How to complete this task:
Count how many lines in the data contain the string "resolution", treating uppercase and lowercase as different. Give only the number.

Dataset records:
•••

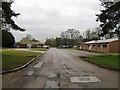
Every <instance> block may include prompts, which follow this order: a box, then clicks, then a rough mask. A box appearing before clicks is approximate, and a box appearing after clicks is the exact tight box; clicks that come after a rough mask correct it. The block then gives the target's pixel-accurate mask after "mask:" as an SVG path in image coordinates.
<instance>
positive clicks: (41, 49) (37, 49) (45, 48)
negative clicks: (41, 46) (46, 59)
mask: <svg viewBox="0 0 120 90" xmlns="http://www.w3.org/2000/svg"><path fill="white" fill-rule="evenodd" d="M31 49H32V50H35V51H47V50H48V49H46V48H31Z"/></svg>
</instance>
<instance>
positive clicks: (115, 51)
mask: <svg viewBox="0 0 120 90" xmlns="http://www.w3.org/2000/svg"><path fill="white" fill-rule="evenodd" d="M80 49H82V50H87V51H93V52H109V53H112V52H120V40H119V39H118V38H113V39H105V40H96V41H89V42H85V43H83V44H81V45H80Z"/></svg>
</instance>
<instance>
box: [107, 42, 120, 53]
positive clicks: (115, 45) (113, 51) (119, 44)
mask: <svg viewBox="0 0 120 90" xmlns="http://www.w3.org/2000/svg"><path fill="white" fill-rule="evenodd" d="M109 52H120V40H118V41H113V42H110V44H109Z"/></svg>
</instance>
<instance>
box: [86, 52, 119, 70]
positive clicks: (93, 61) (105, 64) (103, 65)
mask: <svg viewBox="0 0 120 90" xmlns="http://www.w3.org/2000/svg"><path fill="white" fill-rule="evenodd" d="M87 60H88V61H90V62H92V63H95V64H97V65H99V66H101V67H105V68H108V69H112V70H120V66H119V65H120V57H119V54H118V53H109V54H107V55H102V56H90V57H89V58H87Z"/></svg>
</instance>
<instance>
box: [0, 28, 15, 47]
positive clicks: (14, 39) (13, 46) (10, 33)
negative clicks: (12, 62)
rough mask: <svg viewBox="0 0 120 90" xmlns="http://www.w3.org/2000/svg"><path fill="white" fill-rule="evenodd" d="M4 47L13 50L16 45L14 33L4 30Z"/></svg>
mask: <svg viewBox="0 0 120 90" xmlns="http://www.w3.org/2000/svg"><path fill="white" fill-rule="evenodd" d="M0 32H2V47H7V48H12V47H14V45H15V38H14V36H13V35H12V33H10V32H8V31H5V30H2V31H0Z"/></svg>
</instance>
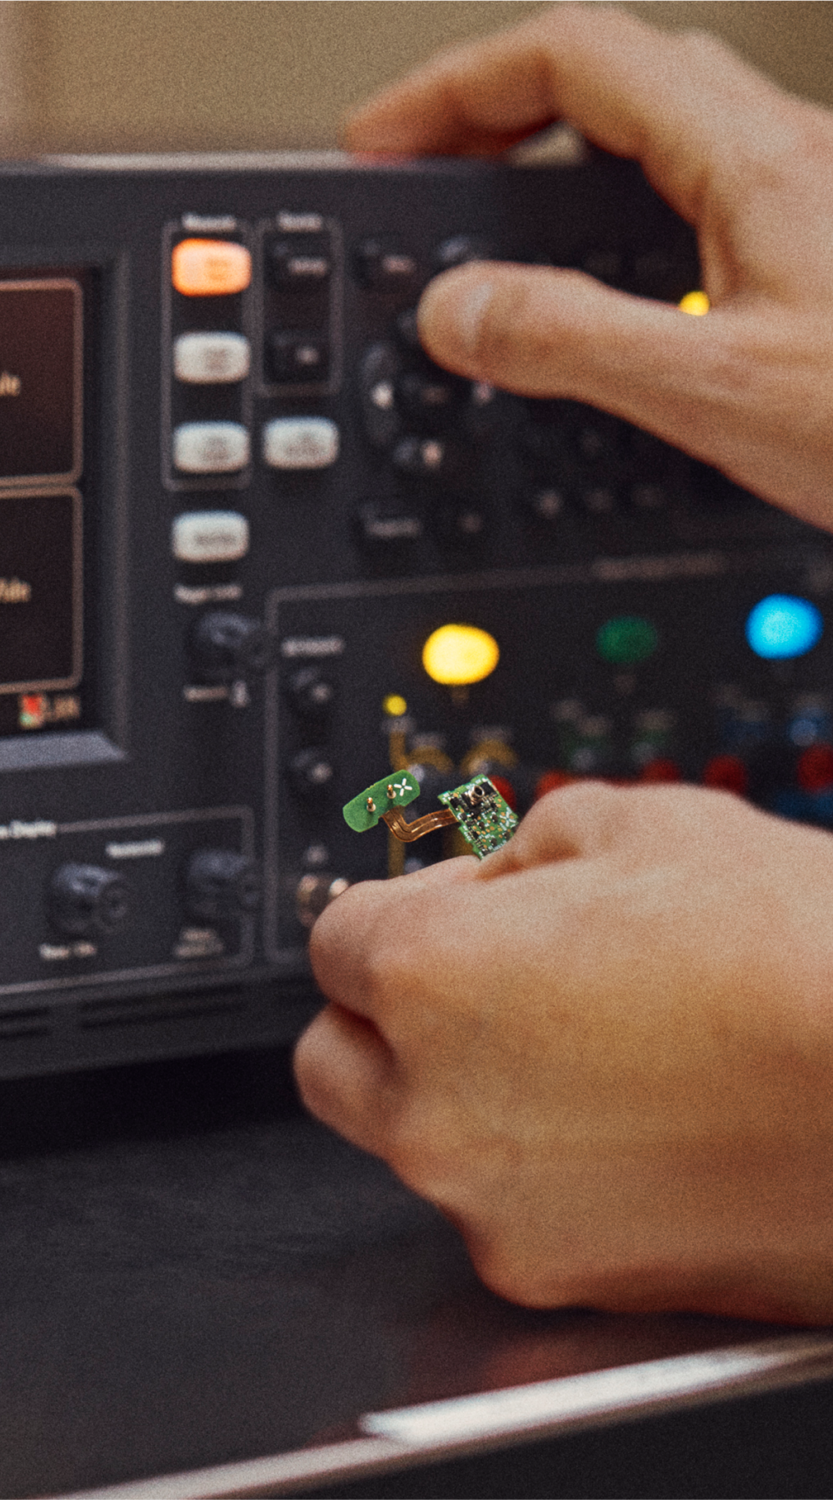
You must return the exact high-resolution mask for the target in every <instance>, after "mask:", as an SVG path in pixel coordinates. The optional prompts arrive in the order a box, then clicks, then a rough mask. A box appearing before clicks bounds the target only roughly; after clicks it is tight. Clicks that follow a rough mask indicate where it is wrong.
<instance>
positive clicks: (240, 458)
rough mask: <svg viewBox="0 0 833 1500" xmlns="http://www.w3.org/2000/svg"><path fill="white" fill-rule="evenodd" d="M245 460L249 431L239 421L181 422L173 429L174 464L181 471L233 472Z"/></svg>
mask: <svg viewBox="0 0 833 1500" xmlns="http://www.w3.org/2000/svg"><path fill="white" fill-rule="evenodd" d="M248 462H249V434H248V432H246V429H245V428H242V426H240V423H239V422H183V425H182V428H176V429H174V468H179V469H182V471H183V472H185V474H233V472H234V469H242V468H246V463H248Z"/></svg>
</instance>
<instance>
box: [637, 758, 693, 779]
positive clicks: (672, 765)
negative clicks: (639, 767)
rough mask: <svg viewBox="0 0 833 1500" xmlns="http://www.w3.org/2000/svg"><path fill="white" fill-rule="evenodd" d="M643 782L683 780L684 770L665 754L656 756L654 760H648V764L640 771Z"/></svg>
mask: <svg viewBox="0 0 833 1500" xmlns="http://www.w3.org/2000/svg"><path fill="white" fill-rule="evenodd" d="M639 780H641V781H681V780H683V772H681V771H680V766H678V765H677V762H675V760H668V759H666V757H665V756H656V759H654V760H648V762H647V765H644V766H642V769H641V771H639Z"/></svg>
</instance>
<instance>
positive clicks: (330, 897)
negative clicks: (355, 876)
mask: <svg viewBox="0 0 833 1500" xmlns="http://www.w3.org/2000/svg"><path fill="white" fill-rule="evenodd" d="M348 885H350V880H345V877H344V876H342V874H338V876H333V874H327V873H324V871H321V873H320V874H302V877H300V880H299V883H297V888H296V912H297V919H299V922H300V924H302V927H312V922H314V921H315V918H317V916H320V915H321V912H323V910H324V906H329V904H330V901H335V898H336V895H341V894H342V891H347V886H348Z"/></svg>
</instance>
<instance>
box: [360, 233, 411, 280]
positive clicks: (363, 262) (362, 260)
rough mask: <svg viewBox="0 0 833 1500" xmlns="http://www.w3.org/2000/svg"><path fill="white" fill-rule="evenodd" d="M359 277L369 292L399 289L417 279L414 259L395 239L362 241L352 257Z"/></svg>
mask: <svg viewBox="0 0 833 1500" xmlns="http://www.w3.org/2000/svg"><path fill="white" fill-rule="evenodd" d="M354 266H356V275H357V276H359V281H360V282H362V284H363V285H365V287H368V288H371V290H372V291H401V290H402V288H405V287H410V285H411V284H413V282H414V281H416V278H417V272H419V267H417V261H416V257H414V255H411V254H410V251H407V249H404V246H401V245H398V243H396V242H395V240H387V239H383V237H380V239H371V240H363V243H362V245H360V246H359V248H357V251H356V257H354Z"/></svg>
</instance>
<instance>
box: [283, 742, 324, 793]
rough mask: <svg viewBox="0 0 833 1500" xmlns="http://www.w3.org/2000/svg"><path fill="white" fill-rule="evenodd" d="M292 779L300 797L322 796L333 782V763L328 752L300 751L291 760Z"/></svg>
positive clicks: (312, 748) (291, 782)
mask: <svg viewBox="0 0 833 1500" xmlns="http://www.w3.org/2000/svg"><path fill="white" fill-rule="evenodd" d="M290 778H291V783H293V786H294V789H296V792H297V793H299V795H300V796H306V798H315V796H321V795H323V793H324V792H326V790H327V787H329V784H330V781H332V780H333V762H332V759H330V756H329V753H327V751H326V750H318V748H309V750H300V751H299V754H296V756H294V757H293V759H291V760H290Z"/></svg>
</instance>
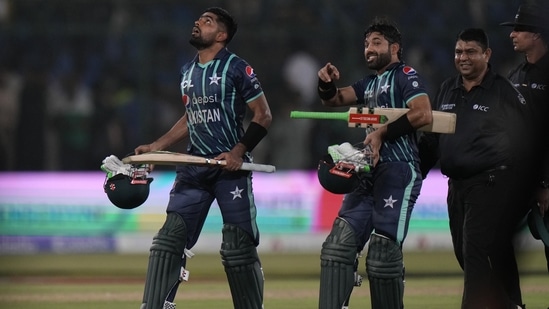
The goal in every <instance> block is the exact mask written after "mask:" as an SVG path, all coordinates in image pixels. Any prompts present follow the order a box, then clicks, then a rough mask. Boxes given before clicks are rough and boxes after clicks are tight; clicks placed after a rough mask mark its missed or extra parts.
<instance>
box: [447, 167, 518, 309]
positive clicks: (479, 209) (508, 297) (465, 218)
mask: <svg viewBox="0 0 549 309" xmlns="http://www.w3.org/2000/svg"><path fill="white" fill-rule="evenodd" d="M520 176H521V175H520V174H518V173H515V172H514V171H513V170H511V169H495V170H491V171H487V172H483V173H480V174H478V175H475V176H473V177H470V178H467V179H450V180H449V181H448V197H447V202H448V215H449V222H450V231H451V235H452V242H453V246H454V253H455V255H456V258H457V260H458V262H459V264H460V266H461V268H462V269H463V272H464V286H463V297H462V306H461V308H462V309H472V308H482V309H485V308H490V309H500V308H501V309H507V308H516V305H520V304H522V295H521V291H520V280H519V273H518V267H517V262H516V257H515V252H514V247H513V234H514V232H515V228H516V226H517V224H518V222H519V221H520V220H521V219H522V218H523V216H524V214H525V213H526V211H527V209H526V207H522V206H520V205H521V204H522V205H523V204H524V194H525V192H526V191H525V190H523V186H524V184H525V181H524V179H522V177H520ZM521 201H522V203H521Z"/></svg>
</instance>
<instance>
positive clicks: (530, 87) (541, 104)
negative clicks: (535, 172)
mask: <svg viewBox="0 0 549 309" xmlns="http://www.w3.org/2000/svg"><path fill="white" fill-rule="evenodd" d="M509 79H510V80H511V82H513V84H514V85H515V87H517V89H518V90H519V91H520V92H521V93H522V95H524V97H525V99H526V101H527V102H528V105H529V106H530V107H531V108H532V110H533V111H532V114H533V117H534V118H532V120H531V121H532V122H534V124H535V125H536V137H535V138H536V143H535V144H534V147H536V148H535V150H534V151H535V152H536V153H537V154H538V158H539V159H538V160H537V161H536V162H540V161H541V164H538V165H537V166H535V169H536V170H539V171H541V173H542V175H541V177H542V178H543V179H545V180H549V52H547V53H545V55H544V56H543V57H542V58H541V59H540V60H538V61H537V62H536V63H528V62H527V61H526V59H525V60H524V62H522V63H521V64H520V65H519V66H518V67H516V68H515V69H514V70H512V71H511V73H510V74H509ZM540 165H541V166H540Z"/></svg>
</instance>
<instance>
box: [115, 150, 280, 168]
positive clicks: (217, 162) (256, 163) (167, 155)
mask: <svg viewBox="0 0 549 309" xmlns="http://www.w3.org/2000/svg"><path fill="white" fill-rule="evenodd" d="M122 162H123V163H126V164H157V165H182V164H190V165H210V166H219V167H221V166H224V165H226V164H227V162H225V160H214V159H209V158H203V157H199V156H193V155H189V154H184V153H178V152H170V151H151V152H146V153H142V154H138V155H131V156H127V157H125V158H123V159H122ZM240 169H241V170H244V171H256V172H265V173H273V172H275V171H276V167H275V166H274V165H267V164H257V163H248V162H244V163H242V166H241V167H240Z"/></svg>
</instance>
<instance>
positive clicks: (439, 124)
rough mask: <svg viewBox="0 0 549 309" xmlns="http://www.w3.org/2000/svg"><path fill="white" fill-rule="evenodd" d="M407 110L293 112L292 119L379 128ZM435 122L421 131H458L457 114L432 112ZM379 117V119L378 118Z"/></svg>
mask: <svg viewBox="0 0 549 309" xmlns="http://www.w3.org/2000/svg"><path fill="white" fill-rule="evenodd" d="M408 110H409V109H407V108H379V107H376V108H373V109H371V110H368V109H362V108H357V107H351V108H350V109H349V111H348V112H307V111H292V112H291V113H290V117H291V118H307V119H327V120H343V121H347V123H348V124H349V127H353V128H365V127H370V126H371V127H374V128H378V127H380V126H382V125H384V124H387V123H390V122H392V121H395V120H396V119H398V118H399V117H400V116H402V115H404V114H405V113H407V112H408ZM432 113H433V122H432V123H431V124H429V125H426V126H423V127H421V128H419V129H418V130H420V131H425V132H435V133H444V134H452V133H454V132H455V129H456V114H454V113H447V112H441V111H432ZM376 117H377V118H376Z"/></svg>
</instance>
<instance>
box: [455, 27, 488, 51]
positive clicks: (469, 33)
mask: <svg viewBox="0 0 549 309" xmlns="http://www.w3.org/2000/svg"><path fill="white" fill-rule="evenodd" d="M459 40H461V41H464V42H477V43H478V45H480V47H481V48H482V51H486V49H488V48H489V47H490V41H489V40H488V34H486V31H484V30H483V29H481V28H468V29H465V30H462V31H460V32H459V33H458V35H457V37H456V41H459Z"/></svg>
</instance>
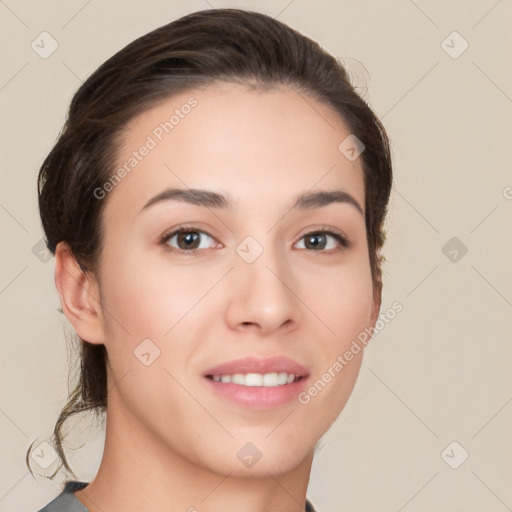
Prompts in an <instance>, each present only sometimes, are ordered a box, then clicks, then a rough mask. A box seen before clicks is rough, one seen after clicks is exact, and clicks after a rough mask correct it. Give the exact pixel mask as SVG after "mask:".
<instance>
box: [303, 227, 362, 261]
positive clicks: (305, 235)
mask: <svg viewBox="0 0 512 512" xmlns="http://www.w3.org/2000/svg"><path fill="white" fill-rule="evenodd" d="M310 234H325V235H331V236H333V237H334V238H336V240H337V241H338V243H339V244H340V246H341V249H340V250H343V249H349V248H350V247H352V242H351V241H350V239H349V238H348V237H347V235H346V234H345V233H344V232H343V231H341V230H340V229H337V228H334V227H332V226H325V225H322V224H319V225H317V226H309V227H308V228H306V229H305V230H304V231H303V232H302V234H301V235H300V238H299V240H298V241H300V240H302V239H303V238H304V237H305V236H306V235H310ZM295 243H297V242H295ZM294 245H295V244H294ZM301 250H304V249H301ZM311 252H320V253H325V254H332V250H331V251H311Z"/></svg>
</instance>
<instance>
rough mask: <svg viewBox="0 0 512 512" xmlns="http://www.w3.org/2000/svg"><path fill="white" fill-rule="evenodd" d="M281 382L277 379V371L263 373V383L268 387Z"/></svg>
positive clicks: (265, 385)
mask: <svg viewBox="0 0 512 512" xmlns="http://www.w3.org/2000/svg"><path fill="white" fill-rule="evenodd" d="M278 384H279V382H278V380H277V373H265V375H263V385H264V386H266V387H274V386H277V385H278Z"/></svg>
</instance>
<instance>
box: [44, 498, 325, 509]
mask: <svg viewBox="0 0 512 512" xmlns="http://www.w3.org/2000/svg"><path fill="white" fill-rule="evenodd" d="M45 512H46V511H45ZM306 512H316V510H315V507H313V505H312V504H311V502H310V501H309V500H308V499H306Z"/></svg>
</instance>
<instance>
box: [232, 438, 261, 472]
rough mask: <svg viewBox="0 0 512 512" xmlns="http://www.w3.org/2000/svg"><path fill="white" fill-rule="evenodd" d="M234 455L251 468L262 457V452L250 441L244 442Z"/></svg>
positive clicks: (247, 466) (248, 466)
mask: <svg viewBox="0 0 512 512" xmlns="http://www.w3.org/2000/svg"><path fill="white" fill-rule="evenodd" d="M236 456H237V458H238V460H239V461H240V462H241V463H242V464H243V465H244V466H246V467H248V468H252V467H253V466H254V465H255V464H256V463H257V462H258V461H259V460H260V459H261V457H263V454H262V453H261V452H260V451H259V450H258V448H256V446H255V445H253V444H252V443H246V444H244V446H242V448H240V450H239V451H238V452H237V454H236Z"/></svg>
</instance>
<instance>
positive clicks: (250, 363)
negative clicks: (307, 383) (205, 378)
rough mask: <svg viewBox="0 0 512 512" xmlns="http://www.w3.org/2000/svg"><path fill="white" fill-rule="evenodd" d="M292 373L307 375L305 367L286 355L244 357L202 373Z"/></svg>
mask: <svg viewBox="0 0 512 512" xmlns="http://www.w3.org/2000/svg"><path fill="white" fill-rule="evenodd" d="M281 372H283V373H293V374H294V375H295V376H297V377H306V376H308V375H309V372H308V370H307V368H305V367H304V366H302V365H301V364H299V363H297V362H296V361H294V360H293V359H289V358H288V357H282V356H280V357H269V358H265V359H260V358H257V357H244V358H241V359H235V360H233V361H228V362H226V363H222V364H219V365H217V366H215V367H213V368H210V369H209V370H206V371H205V372H204V373H203V375H204V376H207V375H234V374H235V373H262V374H265V373H281Z"/></svg>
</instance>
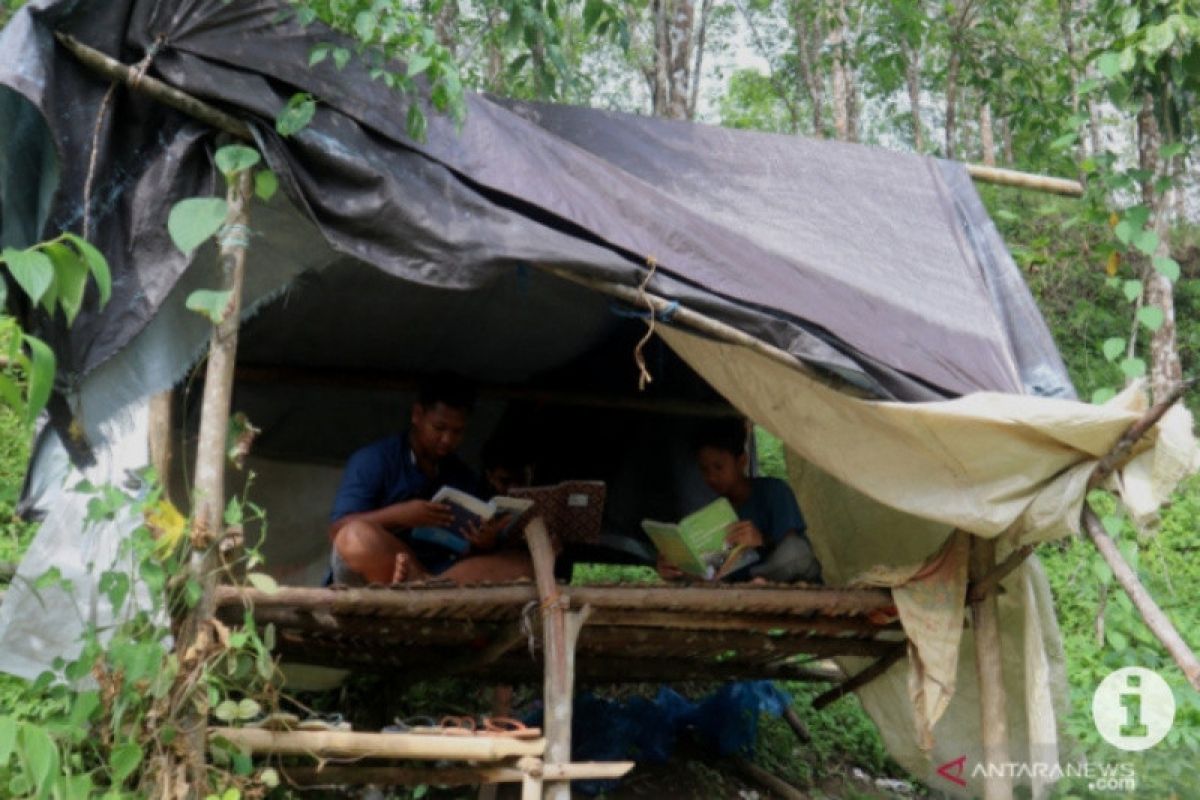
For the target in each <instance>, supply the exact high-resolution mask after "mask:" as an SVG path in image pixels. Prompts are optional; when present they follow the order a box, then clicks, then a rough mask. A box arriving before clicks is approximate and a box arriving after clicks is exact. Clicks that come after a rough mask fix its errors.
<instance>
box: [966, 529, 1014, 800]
mask: <svg viewBox="0 0 1200 800" xmlns="http://www.w3.org/2000/svg"><path fill="white" fill-rule="evenodd" d="M995 565H996V540H994V539H983V537H982V536H972V537H971V569H970V571H971V579H972V581H983V578H984V577H985V576H986V575H988V573H989V572H991V571H992V570H994V569H995ZM971 616H972V620H973V628H974V631H973V632H974V646H976V675H977V678H978V680H979V728H980V735H982V738H983V752H984V760H985V762H988V764H995V765H1001V764H1007V763H1008V717H1007V712H1006V709H1004V704H1006V699H1004V673H1003V669H1002V668H1001V645H1000V606H998V603H997V602H996V593H995V590H992V591H990V593H988V594H986V595H984V596H983V597H980V599H979V600H976V601H973V602H972V603H971ZM983 796H984V800H1012V799H1013V778H1012V777H1010V776H1008V775H1007V774H1002V775H996V776H989V777H985V778H984V792H983Z"/></svg>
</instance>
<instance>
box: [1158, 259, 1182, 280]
mask: <svg viewBox="0 0 1200 800" xmlns="http://www.w3.org/2000/svg"><path fill="white" fill-rule="evenodd" d="M1152 264H1153V265H1154V269H1156V270H1158V272H1159V273H1160V275H1163V276H1164V277H1165V278H1166V279H1168V281H1170V282H1171V283H1175V282H1176V281H1178V279H1180V263H1178V261H1176V260H1175V259H1174V258H1171V257H1169V255H1156V257H1154V259H1153V260H1152Z"/></svg>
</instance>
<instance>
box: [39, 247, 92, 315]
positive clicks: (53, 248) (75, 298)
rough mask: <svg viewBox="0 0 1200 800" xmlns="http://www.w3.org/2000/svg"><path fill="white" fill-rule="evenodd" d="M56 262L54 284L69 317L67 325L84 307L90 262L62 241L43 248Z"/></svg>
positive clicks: (59, 300)
mask: <svg viewBox="0 0 1200 800" xmlns="http://www.w3.org/2000/svg"><path fill="white" fill-rule="evenodd" d="M42 249H43V252H44V253H46V254H47V257H49V259H50V263H53V264H54V285H55V287H56V288H58V293H59V297H58V300H59V305H60V306H62V313H64V314H65V315H66V318H67V325H68V326H70V325H71V324H72V323H74V319H76V317H78V315H79V309H80V308H83V293H84V290H85V289H86V288H88V272H89V270H88V264H86V263H85V261H84V260H83V257H82V255H80V254H79V253H78V251H76V249H74V248H73V247H68V246H67V245H64V243H61V242H52V243H49V245H46V247H43V248H42Z"/></svg>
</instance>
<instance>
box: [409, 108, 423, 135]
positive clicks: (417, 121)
mask: <svg viewBox="0 0 1200 800" xmlns="http://www.w3.org/2000/svg"><path fill="white" fill-rule="evenodd" d="M426 125H427V122H426V119H425V112H422V110H421V107H420V106H418V104H416V103H413V104H410V106H409V107H408V136H409V137H410V138H412V139H414V140H416V142H425V128H426Z"/></svg>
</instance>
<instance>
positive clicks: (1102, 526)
mask: <svg viewBox="0 0 1200 800" xmlns="http://www.w3.org/2000/svg"><path fill="white" fill-rule="evenodd" d="M1082 522H1084V529H1085V530H1086V531H1087V535H1088V536H1090V537H1091V539H1092V542H1093V543H1094V545H1096V549H1098V551H1099V552H1100V555H1102V557H1104V561H1105V563H1106V564H1108V565H1109V569H1110V570H1112V575H1114V577H1116V579H1117V583H1120V584H1121V588H1122V589H1124V590H1126V594H1127V595H1129V600H1132V601H1133V604H1134V607H1135V608H1136V609H1138V613H1139V614H1141V618H1142V620H1145V622H1146V627H1148V628H1150V632H1151V633H1153V634H1154V637H1156V638H1157V639H1158V640H1159V642H1162V643H1163V646H1164V648H1166V651H1168V652H1169V654H1171V658H1174V660H1175V663H1177V664H1178V666H1180V669H1181V670H1183V675H1184V676H1186V678H1187V679H1188V682H1189V684H1192V688H1194V690H1196V691H1200V661H1196V655H1195V654H1194V652H1193V651H1192V648H1189V646H1188V644H1187V642H1184V640H1183V637H1182V636H1180V632H1178V630H1176V627H1175V625H1172V624H1171V620H1170V619H1169V618H1168V616H1166V614H1164V613H1163V609H1162V608H1159V607H1158V603H1156V602H1154V599H1153V597H1151V596H1150V593H1148V591H1146V587H1144V585H1142V584H1141V581H1139V579H1138V576H1136V573H1134V571H1133V567H1130V566H1129V564H1128V563H1127V561H1126V560H1124V558H1123V557H1122V555H1121V551H1118V549H1117V546H1116V542H1114V541H1112V537H1111V536H1109V534H1108V531H1105V530H1104V525H1103V524H1102V523H1100V519H1099V517H1097V516H1096V512H1094V511H1092V507H1091V506H1090V505H1086V504H1085V505H1084V516H1082Z"/></svg>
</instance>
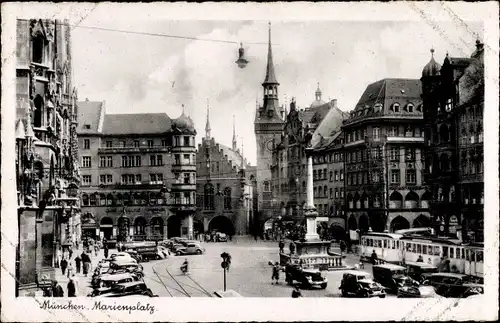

•••

Exercise solution:
2